### Collected data entries
::::::
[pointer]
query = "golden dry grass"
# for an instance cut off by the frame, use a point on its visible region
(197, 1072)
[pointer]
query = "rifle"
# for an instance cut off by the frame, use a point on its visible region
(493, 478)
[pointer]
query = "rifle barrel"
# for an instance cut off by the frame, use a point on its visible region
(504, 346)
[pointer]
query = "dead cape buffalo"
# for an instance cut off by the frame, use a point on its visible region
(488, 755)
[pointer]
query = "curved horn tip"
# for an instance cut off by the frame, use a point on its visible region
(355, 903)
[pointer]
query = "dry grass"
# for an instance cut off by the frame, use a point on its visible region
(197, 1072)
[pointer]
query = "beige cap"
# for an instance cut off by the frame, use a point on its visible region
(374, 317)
::::::
### Instructions to follow
Wherever the string "grass" appears in a line of the records above, copy that line.

### Answer to this task
query = "golden dry grass"
query = "dry grass"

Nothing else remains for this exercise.